(Entries from a point annotation set)
· · · ·
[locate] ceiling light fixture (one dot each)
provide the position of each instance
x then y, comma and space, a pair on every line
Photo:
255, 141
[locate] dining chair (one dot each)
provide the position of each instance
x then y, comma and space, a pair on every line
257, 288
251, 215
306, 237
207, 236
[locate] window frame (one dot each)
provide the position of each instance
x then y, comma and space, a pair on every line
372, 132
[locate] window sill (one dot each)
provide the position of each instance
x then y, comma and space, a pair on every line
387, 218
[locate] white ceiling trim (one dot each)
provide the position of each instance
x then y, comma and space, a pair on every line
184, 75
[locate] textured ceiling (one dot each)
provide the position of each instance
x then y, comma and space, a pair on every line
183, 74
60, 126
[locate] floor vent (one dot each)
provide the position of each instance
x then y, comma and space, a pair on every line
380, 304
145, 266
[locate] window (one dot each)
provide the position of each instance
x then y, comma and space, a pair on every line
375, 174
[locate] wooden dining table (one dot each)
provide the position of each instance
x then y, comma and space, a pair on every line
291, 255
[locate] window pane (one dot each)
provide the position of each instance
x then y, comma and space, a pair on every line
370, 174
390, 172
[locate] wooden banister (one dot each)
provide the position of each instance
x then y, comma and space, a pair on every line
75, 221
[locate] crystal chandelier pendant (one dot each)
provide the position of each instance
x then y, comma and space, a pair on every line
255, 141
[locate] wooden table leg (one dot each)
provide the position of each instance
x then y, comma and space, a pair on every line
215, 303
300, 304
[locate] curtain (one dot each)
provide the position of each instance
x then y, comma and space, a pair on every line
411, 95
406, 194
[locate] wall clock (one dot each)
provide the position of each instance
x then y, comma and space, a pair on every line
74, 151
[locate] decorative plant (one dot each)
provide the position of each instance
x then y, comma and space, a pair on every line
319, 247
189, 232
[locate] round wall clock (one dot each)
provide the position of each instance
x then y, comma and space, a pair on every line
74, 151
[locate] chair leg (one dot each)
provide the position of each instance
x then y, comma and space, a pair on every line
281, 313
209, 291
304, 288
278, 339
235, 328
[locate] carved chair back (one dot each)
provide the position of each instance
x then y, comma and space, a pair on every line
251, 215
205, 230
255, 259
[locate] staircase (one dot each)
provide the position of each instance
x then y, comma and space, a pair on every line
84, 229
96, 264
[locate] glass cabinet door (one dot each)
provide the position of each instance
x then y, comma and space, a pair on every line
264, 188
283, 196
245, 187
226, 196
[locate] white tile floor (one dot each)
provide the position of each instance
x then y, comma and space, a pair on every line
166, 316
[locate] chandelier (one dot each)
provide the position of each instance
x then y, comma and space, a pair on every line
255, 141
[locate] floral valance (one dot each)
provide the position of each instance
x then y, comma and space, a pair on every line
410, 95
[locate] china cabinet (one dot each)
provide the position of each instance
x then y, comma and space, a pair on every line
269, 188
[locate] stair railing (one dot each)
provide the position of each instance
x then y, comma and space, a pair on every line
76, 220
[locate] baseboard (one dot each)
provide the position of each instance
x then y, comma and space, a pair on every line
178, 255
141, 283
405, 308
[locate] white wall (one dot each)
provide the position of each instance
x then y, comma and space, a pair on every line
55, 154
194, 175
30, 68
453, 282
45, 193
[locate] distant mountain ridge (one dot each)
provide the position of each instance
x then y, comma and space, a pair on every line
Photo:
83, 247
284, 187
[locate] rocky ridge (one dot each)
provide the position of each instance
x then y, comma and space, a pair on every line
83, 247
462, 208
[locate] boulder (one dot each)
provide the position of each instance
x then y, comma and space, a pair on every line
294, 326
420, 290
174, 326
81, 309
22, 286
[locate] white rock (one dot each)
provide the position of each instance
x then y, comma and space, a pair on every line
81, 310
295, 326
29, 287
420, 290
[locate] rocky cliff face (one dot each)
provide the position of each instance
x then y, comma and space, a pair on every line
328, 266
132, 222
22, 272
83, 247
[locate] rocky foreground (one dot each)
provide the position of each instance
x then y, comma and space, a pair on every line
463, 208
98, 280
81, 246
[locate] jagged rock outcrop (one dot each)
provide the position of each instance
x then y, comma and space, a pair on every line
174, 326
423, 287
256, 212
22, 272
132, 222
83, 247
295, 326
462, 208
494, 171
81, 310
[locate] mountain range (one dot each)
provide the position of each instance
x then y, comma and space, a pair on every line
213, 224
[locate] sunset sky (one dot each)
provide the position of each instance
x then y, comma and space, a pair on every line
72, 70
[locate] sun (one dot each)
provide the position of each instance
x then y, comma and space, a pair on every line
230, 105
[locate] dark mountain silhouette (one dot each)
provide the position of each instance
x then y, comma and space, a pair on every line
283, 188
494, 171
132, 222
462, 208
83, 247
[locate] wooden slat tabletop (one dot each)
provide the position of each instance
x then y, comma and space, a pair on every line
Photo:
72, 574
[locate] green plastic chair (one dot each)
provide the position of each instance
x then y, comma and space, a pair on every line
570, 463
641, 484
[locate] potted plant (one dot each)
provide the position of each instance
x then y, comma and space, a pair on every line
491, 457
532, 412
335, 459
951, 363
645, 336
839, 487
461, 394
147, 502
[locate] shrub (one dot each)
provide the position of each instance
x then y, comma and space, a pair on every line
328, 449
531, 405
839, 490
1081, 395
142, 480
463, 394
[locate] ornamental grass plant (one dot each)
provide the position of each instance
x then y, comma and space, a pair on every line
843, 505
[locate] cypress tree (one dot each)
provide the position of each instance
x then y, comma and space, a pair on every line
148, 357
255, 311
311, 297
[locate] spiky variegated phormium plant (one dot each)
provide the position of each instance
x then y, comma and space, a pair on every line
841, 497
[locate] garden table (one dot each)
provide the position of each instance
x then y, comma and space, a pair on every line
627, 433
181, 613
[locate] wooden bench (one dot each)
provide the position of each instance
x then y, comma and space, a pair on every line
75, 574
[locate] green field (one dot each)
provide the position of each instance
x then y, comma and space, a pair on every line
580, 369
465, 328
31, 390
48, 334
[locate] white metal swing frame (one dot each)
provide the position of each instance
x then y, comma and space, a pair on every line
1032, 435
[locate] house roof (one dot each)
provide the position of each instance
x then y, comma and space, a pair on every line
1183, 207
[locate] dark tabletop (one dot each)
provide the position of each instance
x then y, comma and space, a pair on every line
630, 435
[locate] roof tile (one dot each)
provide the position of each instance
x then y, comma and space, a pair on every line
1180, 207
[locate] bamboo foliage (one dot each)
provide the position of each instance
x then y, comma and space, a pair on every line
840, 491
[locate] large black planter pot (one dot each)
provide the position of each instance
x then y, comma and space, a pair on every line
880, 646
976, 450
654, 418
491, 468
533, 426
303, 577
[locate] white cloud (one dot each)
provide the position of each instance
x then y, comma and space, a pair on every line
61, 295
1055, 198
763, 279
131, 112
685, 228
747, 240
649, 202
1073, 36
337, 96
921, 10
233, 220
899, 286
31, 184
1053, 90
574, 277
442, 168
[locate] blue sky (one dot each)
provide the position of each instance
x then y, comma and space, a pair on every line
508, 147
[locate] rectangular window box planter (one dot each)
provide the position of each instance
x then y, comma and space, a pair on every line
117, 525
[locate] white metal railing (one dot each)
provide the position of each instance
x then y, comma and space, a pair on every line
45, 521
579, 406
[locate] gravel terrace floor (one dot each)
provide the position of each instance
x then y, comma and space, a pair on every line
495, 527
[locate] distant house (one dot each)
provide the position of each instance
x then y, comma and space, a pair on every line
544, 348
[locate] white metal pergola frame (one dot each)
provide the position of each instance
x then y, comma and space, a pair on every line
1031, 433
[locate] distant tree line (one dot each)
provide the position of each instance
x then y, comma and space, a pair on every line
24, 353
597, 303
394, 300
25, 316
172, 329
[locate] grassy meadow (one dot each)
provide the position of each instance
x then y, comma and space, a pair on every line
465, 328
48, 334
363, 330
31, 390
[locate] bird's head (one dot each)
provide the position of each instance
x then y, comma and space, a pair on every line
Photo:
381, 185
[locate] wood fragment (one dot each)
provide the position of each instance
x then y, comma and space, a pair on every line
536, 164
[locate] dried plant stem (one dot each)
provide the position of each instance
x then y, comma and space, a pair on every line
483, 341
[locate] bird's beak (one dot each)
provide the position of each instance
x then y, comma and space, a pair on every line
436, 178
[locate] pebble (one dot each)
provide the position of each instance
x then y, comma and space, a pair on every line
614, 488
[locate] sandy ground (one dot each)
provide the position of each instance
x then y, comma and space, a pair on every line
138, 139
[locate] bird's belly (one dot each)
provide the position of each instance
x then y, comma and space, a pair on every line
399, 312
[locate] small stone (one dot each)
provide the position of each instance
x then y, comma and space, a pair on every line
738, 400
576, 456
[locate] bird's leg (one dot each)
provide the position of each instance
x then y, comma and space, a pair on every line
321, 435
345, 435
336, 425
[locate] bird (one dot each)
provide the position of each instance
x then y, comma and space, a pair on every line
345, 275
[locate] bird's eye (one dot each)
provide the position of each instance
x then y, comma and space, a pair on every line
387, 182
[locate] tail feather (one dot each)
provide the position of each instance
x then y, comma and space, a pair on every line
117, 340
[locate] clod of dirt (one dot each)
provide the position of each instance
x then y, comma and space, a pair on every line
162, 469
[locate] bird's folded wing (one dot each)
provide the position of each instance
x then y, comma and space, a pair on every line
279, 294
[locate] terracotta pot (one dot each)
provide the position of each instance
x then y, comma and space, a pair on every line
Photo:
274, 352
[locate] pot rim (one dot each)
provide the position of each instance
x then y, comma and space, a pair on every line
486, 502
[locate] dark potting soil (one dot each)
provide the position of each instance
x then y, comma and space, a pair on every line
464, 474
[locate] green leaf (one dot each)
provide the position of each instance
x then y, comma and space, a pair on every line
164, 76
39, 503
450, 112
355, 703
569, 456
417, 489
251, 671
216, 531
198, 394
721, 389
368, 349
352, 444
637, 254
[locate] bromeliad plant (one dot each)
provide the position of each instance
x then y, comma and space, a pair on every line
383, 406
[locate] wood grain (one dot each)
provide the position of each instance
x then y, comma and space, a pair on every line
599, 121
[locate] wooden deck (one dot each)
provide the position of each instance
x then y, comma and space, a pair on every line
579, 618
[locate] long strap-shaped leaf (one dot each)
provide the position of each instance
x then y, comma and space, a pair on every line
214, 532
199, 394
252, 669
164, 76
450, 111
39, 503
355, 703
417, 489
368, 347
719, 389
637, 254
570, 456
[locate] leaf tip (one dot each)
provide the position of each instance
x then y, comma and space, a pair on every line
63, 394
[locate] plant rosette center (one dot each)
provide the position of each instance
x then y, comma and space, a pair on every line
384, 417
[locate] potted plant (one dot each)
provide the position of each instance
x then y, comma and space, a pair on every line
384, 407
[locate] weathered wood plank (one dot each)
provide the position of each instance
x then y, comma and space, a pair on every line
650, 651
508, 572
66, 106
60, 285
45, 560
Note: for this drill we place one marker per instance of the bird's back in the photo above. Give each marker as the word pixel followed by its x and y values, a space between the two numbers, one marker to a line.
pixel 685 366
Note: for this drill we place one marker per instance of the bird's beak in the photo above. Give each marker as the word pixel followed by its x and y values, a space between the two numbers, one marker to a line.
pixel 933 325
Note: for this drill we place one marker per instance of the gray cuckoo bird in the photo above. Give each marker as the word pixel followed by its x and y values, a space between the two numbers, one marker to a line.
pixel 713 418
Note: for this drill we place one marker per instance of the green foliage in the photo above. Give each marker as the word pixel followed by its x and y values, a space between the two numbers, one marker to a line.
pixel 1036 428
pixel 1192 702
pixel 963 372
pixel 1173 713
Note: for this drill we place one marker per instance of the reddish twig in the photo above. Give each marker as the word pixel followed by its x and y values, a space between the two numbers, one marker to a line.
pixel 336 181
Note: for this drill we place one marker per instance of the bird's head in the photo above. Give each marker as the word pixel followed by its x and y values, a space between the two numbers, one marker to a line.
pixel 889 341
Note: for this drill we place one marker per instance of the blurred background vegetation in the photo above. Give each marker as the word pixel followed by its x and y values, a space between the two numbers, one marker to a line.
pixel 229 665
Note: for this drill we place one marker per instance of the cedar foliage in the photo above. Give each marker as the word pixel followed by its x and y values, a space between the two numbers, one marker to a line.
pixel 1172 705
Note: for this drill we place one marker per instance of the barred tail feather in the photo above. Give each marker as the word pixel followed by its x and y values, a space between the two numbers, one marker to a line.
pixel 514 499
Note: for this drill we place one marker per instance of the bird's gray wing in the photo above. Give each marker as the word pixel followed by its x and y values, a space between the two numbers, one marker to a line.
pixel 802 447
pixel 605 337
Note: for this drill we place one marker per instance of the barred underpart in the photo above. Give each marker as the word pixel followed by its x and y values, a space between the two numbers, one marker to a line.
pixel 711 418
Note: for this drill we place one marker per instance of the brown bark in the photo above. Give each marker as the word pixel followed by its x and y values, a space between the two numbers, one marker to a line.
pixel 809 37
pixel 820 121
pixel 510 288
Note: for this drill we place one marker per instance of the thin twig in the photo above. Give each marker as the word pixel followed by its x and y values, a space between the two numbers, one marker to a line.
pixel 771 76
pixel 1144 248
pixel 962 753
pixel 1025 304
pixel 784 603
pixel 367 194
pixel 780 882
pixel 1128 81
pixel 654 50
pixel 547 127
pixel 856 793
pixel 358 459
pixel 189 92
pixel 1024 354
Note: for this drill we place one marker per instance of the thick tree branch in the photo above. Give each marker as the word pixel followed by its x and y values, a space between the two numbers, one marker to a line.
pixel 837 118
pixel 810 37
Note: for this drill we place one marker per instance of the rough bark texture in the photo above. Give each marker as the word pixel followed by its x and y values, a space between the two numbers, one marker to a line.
· · · ·
- _What to do_
Substitute "occurrence" for every "instance" in everything from the line containing "[locate] weathered wood plank (one dot each)" down to the line containing "pixel 685 366", and give those lines back with nothing else changed.

- _Worked answer_
[locate] weathered wood plank (one dot each)
provide the position of each occurrence
x then y, comma and space, a pair on every line
650, 651
508, 572
66, 106
60, 285
45, 560
Note: for this drill we place one marker per occurrence of the bird's back in the photo above. Give each marker as the word pixel followed by its x and y values, a space between the two numbers, one marker to a line.
pixel 685 366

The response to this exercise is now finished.